_Фрагмент текста_

От Сталинграда до Берлина. Операции советских войск и вермахта. 1942-1945 — страница 137 из 142

Приказ В. Кейтеля был отдан в условиях повсеместно разваливавшегося фронта. Г. Хейнрици потребовалось около трех часов на то, чтобы проделать путь примерно 30 км до своего штаба. Дороги были забиты беженцами и отступающими войсками. Нойбранденбург был полностью блокирован. А солдаты, по наблюдению Г. Хейнрици, «целыми колоннами отправлялись по домам».

_Перечень данных_
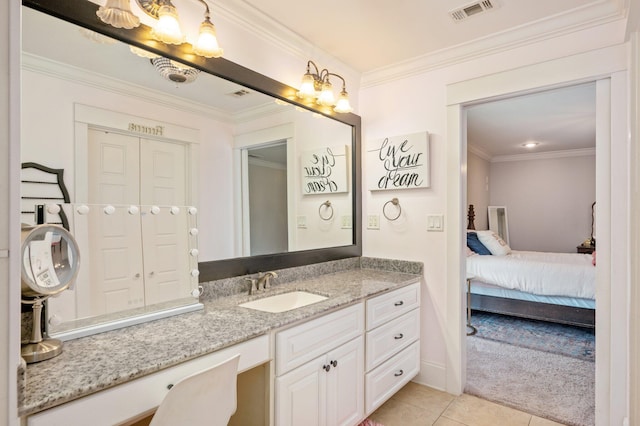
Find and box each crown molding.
[22,52,233,123]
[489,148,596,163]
[216,0,361,79]
[467,143,491,161]
[360,0,626,88]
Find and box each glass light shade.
[96,0,140,30]
[298,73,316,98]
[333,90,353,113]
[151,4,184,44]
[193,19,223,58]
[318,81,336,106]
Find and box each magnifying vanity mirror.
[21,0,362,340]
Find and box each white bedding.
[467,250,596,299]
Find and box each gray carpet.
[465,337,595,426]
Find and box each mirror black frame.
[22,0,362,282]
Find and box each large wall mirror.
[21,0,362,338]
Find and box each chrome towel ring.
[318,200,333,220]
[382,197,402,222]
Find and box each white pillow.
[476,231,511,256]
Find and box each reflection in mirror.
[487,206,509,245]
[21,0,361,338]
[243,141,289,256]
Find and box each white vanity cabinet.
[365,283,420,414]
[275,303,364,426]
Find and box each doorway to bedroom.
[464,82,597,426]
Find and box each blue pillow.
[467,232,491,255]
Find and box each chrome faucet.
[257,271,278,291]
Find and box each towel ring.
[318,200,333,220]
[382,198,402,222]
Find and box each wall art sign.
[367,132,431,191]
[300,145,349,195]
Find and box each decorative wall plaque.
[300,145,349,195]
[366,132,431,191]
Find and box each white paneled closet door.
[88,128,190,314]
[140,139,191,304]
[87,129,144,315]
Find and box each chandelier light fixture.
[298,60,353,113]
[96,0,223,58]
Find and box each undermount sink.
[238,291,328,313]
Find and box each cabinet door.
[275,356,327,426]
[326,337,364,426]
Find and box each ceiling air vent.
[227,89,251,98]
[449,0,497,22]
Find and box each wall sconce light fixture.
[96,0,223,58]
[298,61,353,113]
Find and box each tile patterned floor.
[369,382,561,426]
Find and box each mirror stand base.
[20,339,62,364]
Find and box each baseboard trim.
[413,360,447,392]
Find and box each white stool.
[150,355,240,426]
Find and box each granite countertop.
[18,269,421,416]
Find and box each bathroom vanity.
[19,258,422,426]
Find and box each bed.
[466,206,596,328]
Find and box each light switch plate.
[367,214,380,229]
[427,214,444,231]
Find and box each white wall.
[360,21,632,408]
[249,160,288,256]
[489,155,596,253]
[0,2,20,426]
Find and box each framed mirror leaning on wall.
[487,206,509,245]
[21,0,361,338]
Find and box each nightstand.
[576,244,596,254]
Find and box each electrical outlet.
[427,214,444,231]
[367,214,380,229]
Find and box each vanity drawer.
[275,303,364,376]
[366,309,420,371]
[367,283,420,330]
[365,341,420,413]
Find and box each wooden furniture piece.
[576,244,596,254]
[468,206,595,328]
[20,162,71,231]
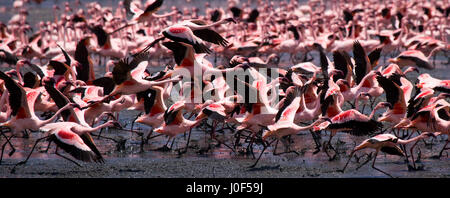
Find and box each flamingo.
[341,132,435,177]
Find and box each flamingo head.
[392,118,412,129]
[313,117,331,132]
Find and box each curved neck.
[397,135,425,144]
[86,122,110,133]
[40,106,69,126]
[294,120,321,131]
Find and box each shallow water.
[0,0,450,177]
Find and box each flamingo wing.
[0,71,31,118]
[192,28,228,47]
[162,42,187,65]
[380,145,405,156]
[162,25,211,54]
[377,75,406,108]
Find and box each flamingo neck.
[39,106,69,126]
[397,135,425,144]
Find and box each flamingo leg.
[249,140,275,168]
[11,136,49,173]
[131,112,142,130]
[0,133,16,164]
[309,130,321,154]
[0,133,16,156]
[145,127,159,144]
[340,150,355,173]
[406,140,419,170]
[55,146,83,167]
[41,142,52,153]
[372,150,394,178]
[438,140,449,158]
[178,129,192,154]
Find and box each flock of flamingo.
[0,0,450,176]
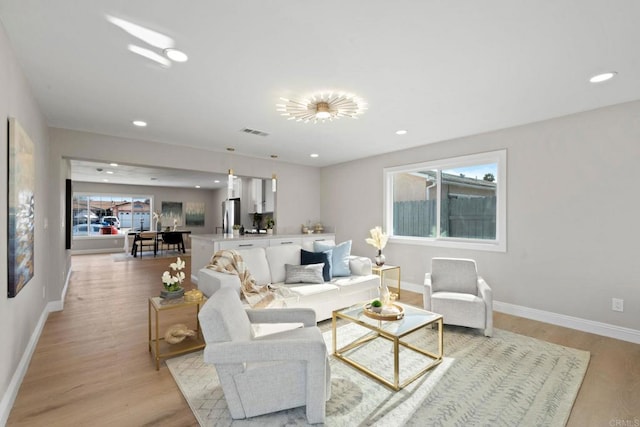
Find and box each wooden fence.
[393,196,496,239]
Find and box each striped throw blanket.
[207,250,284,308]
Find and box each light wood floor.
[8,254,640,427]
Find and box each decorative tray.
[362,303,404,320]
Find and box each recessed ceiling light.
[589,71,618,83]
[164,48,189,62]
[106,15,174,49]
[127,44,171,67]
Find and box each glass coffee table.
[331,303,444,391]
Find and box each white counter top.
[191,233,334,242]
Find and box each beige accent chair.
[423,258,493,337]
[198,287,331,424]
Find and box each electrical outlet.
[611,298,624,311]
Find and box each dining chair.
[133,231,158,258]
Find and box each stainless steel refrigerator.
[222,198,242,234]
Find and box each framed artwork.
[162,201,184,227]
[7,117,36,298]
[185,202,204,227]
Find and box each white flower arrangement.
[365,226,389,251]
[162,257,186,291]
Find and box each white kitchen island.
[191,233,336,284]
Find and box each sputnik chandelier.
[276,92,367,123]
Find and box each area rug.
[166,324,590,426]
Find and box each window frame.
[382,149,507,252]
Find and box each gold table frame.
[331,303,444,391]
[149,297,207,371]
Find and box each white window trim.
[382,150,507,252]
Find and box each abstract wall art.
[7,117,36,298]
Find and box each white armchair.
[198,287,331,424]
[423,258,493,337]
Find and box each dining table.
[124,230,191,258]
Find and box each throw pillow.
[313,240,351,277]
[300,249,332,282]
[284,263,324,283]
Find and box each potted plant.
[160,257,185,299]
[264,216,276,234]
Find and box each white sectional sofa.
[198,244,380,321]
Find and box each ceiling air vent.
[242,128,269,136]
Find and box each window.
[384,150,507,252]
[72,193,152,237]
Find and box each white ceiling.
[0,0,640,186]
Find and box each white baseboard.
[71,246,124,255]
[401,282,640,344]
[0,269,71,426]
[493,301,640,344]
[0,303,51,426]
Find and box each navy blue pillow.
[300,249,332,282]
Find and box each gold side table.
[373,264,400,299]
[149,297,207,371]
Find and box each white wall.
[0,22,52,425]
[322,102,640,336]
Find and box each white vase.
[378,278,391,307]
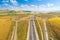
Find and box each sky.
[0,0,60,12]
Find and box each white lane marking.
[11,21,18,40]
[37,20,44,40]
[43,20,48,40]
[33,18,39,40]
[26,21,30,40]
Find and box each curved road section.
[27,17,39,40]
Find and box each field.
[0,16,13,40]
[35,13,60,40]
[0,14,30,40]
[0,11,60,40]
[48,17,60,40]
[17,20,29,40]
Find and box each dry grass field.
[48,17,60,38]
[0,14,30,40]
[0,16,12,40]
[17,17,30,40]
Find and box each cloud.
[20,4,60,12]
[47,3,54,7]
[24,0,28,1]
[10,0,18,6]
[2,0,9,2]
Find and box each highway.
[43,19,49,40]
[27,17,39,40]
[11,20,18,40]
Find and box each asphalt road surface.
[27,17,39,40]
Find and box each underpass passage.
[28,17,38,40]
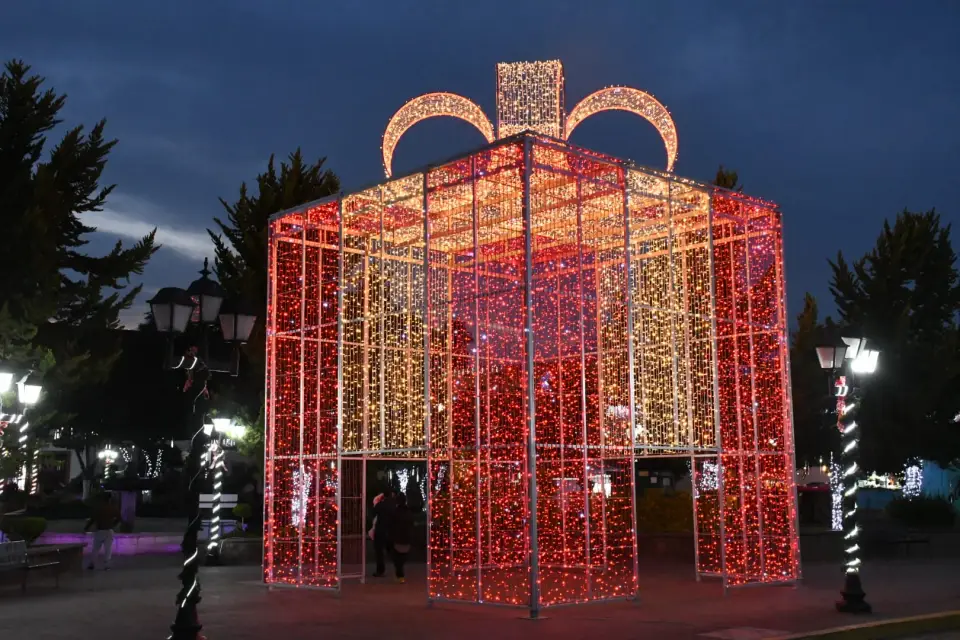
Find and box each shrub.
[887,498,957,527]
[0,516,47,545]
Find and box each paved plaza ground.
[0,556,960,640]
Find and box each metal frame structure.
[264,132,800,617]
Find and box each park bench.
[0,540,60,593]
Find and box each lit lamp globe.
[0,371,13,393]
[207,418,233,435]
[17,382,43,407]
[817,340,847,370]
[220,299,257,343]
[187,258,226,324]
[147,287,194,333]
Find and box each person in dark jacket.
[83,493,120,570]
[373,489,397,578]
[390,493,413,582]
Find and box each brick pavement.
[0,556,960,640]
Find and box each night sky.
[0,0,960,322]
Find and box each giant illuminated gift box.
[263,62,799,614]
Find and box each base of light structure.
[264,134,799,615]
[837,573,873,613]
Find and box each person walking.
[373,489,396,578]
[390,493,413,583]
[83,493,120,570]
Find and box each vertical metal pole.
[741,210,767,580]
[680,210,700,582]
[334,199,346,593]
[423,170,433,606]
[593,215,607,571]
[296,220,309,584]
[523,137,540,618]
[561,176,588,600]
[667,182,692,458]
[551,209,568,568]
[378,189,386,456]
[623,175,640,599]
[360,236,374,451]
[707,198,728,595]
[774,216,803,582]
[262,224,277,584]
[360,453,367,584]
[727,211,752,575]
[470,156,490,602]
[442,260,457,568]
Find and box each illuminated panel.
[562,87,678,171]
[382,93,494,178]
[264,129,799,606]
[712,192,799,585]
[427,145,530,605]
[497,60,565,138]
[264,202,340,587]
[531,144,636,606]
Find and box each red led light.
[264,135,799,608]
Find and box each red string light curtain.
[264,134,799,611]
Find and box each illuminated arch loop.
[564,87,677,171]
[383,93,494,178]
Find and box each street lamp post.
[817,338,880,613]
[149,260,256,640]
[0,371,43,494]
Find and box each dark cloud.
[0,0,960,324]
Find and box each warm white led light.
[564,87,678,171]
[382,93,494,178]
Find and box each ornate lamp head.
[382,60,677,178]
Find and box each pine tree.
[830,211,960,472]
[208,149,340,411]
[0,60,157,490]
[713,165,743,191]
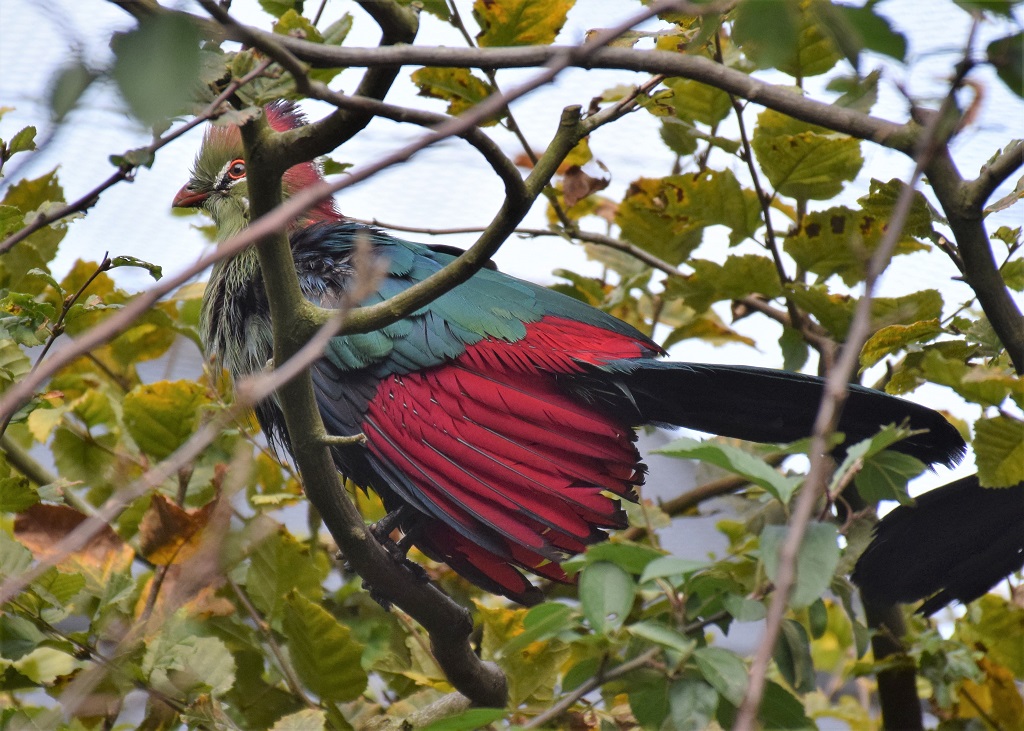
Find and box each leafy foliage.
[0,0,1024,731]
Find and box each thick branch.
[251,40,920,154]
[964,139,1024,210]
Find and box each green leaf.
[615,170,761,264]
[751,110,864,201]
[273,7,324,43]
[10,647,79,685]
[111,13,203,126]
[761,522,840,609]
[626,620,697,662]
[7,127,36,158]
[123,381,210,460]
[665,79,732,127]
[732,0,800,69]
[324,158,352,175]
[758,680,811,731]
[259,0,305,17]
[956,593,1024,678]
[666,254,782,312]
[0,170,67,295]
[987,33,1024,96]
[999,259,1024,292]
[772,618,814,693]
[111,256,164,282]
[921,349,1024,406]
[49,60,96,123]
[473,0,575,48]
[778,326,810,373]
[53,427,118,488]
[282,590,367,701]
[412,67,504,126]
[783,204,934,286]
[857,178,942,240]
[577,541,665,575]
[246,528,330,625]
[662,679,718,731]
[826,70,882,115]
[495,602,573,660]
[0,611,46,660]
[654,437,801,505]
[640,556,711,584]
[660,118,697,157]
[0,339,32,393]
[722,589,767,621]
[829,4,906,66]
[733,0,842,79]
[854,452,928,503]
[974,415,1024,488]
[693,647,746,705]
[580,561,636,635]
[626,670,669,729]
[420,708,508,731]
[270,708,328,731]
[0,530,32,577]
[0,476,39,513]
[141,611,234,699]
[860,317,942,372]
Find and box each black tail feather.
[585,359,967,466]
[852,475,1024,615]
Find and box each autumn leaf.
[473,0,575,47]
[14,504,135,588]
[138,492,217,566]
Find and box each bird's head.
[172,101,342,241]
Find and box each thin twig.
[0,60,270,254]
[733,24,977,731]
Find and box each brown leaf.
[562,165,609,208]
[14,503,131,565]
[138,493,217,566]
[14,503,135,585]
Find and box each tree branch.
[0,61,270,254]
[926,143,1024,374]
[243,40,920,155]
[964,139,1024,210]
[733,48,973,731]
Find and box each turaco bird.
[174,102,964,604]
[852,475,1024,616]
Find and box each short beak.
[171,183,210,208]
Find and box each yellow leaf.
[473,0,575,46]
[14,504,135,591]
[412,67,499,126]
[124,381,210,460]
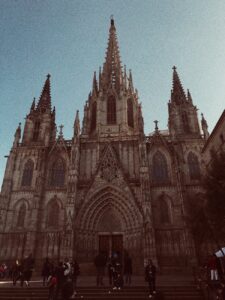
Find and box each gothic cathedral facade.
[0,19,208,274]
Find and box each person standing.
[55,262,65,300]
[71,260,80,288]
[145,259,156,298]
[94,252,106,286]
[20,253,34,287]
[207,254,219,280]
[107,256,113,286]
[48,272,57,300]
[41,257,53,286]
[124,255,132,285]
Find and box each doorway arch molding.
[76,185,143,231]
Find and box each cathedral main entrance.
[99,232,123,259]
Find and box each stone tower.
[0,19,207,274]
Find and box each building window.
[188,152,201,180]
[152,151,169,182]
[46,200,59,228]
[127,99,134,128]
[159,198,170,223]
[107,96,116,124]
[91,102,97,132]
[50,158,65,187]
[182,112,190,133]
[16,203,26,227]
[21,159,34,186]
[33,121,40,142]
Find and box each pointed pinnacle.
[187,89,193,104]
[171,66,186,104]
[30,97,36,111]
[37,74,51,112]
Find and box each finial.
[59,124,64,138]
[154,120,159,131]
[110,15,114,26]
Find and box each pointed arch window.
[182,112,190,133]
[50,158,65,187]
[188,152,201,180]
[107,96,116,124]
[152,151,169,183]
[21,159,34,186]
[16,203,26,227]
[127,98,134,128]
[159,198,170,223]
[46,200,60,228]
[91,102,97,132]
[33,121,41,142]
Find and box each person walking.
[112,259,123,290]
[124,254,132,285]
[55,262,65,300]
[145,259,156,298]
[41,257,53,286]
[94,252,106,286]
[207,254,219,281]
[48,271,57,300]
[71,260,80,288]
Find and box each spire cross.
[59,124,64,137]
[154,120,159,131]
[110,15,114,26]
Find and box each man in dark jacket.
[124,255,132,284]
[145,259,156,298]
[94,252,106,286]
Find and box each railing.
[194,267,225,300]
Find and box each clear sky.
[0,0,225,186]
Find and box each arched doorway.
[74,186,143,272]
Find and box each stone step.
[0,286,202,300]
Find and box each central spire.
[171,66,186,104]
[102,16,122,91]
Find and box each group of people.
[0,252,156,300]
[195,254,225,300]
[42,258,80,300]
[94,252,132,290]
[12,254,34,287]
[94,252,156,298]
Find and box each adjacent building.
[0,19,208,274]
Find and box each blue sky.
[0,0,225,182]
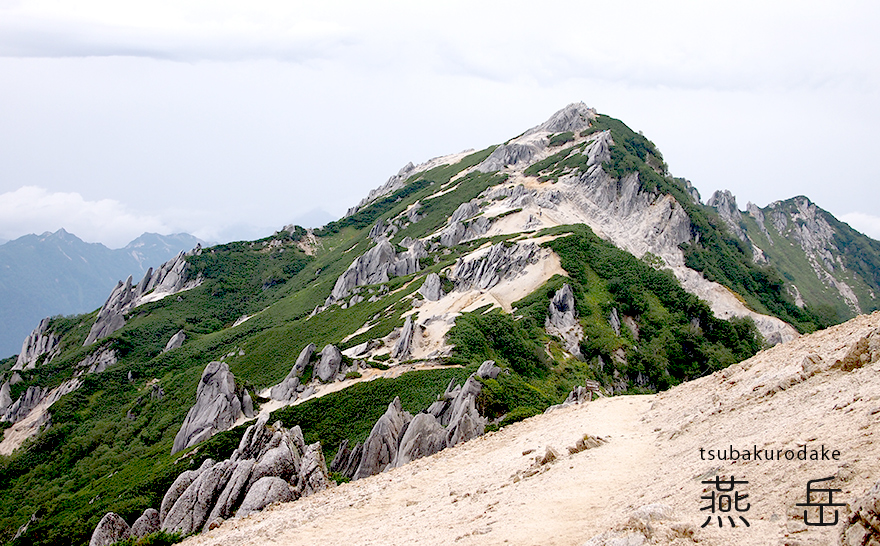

_Задания_
**A.** Перечислите, пожалуйста, все географические названия из фрагмента вместе с его заголовком.
**B.** Объясните по фрагменту в одном-двух предложениях, почему Г. Хейнрици добирался до своего штаба около трех часов.

_Ответы_
**A.** Сталинград, Берлин, Нойбранденбург.

**B.** Фронт повсеместно разваливался, и дороги были забиты беженцами и отступающими войсками. Поэтому путь примерно в 30 км занял около трех часов.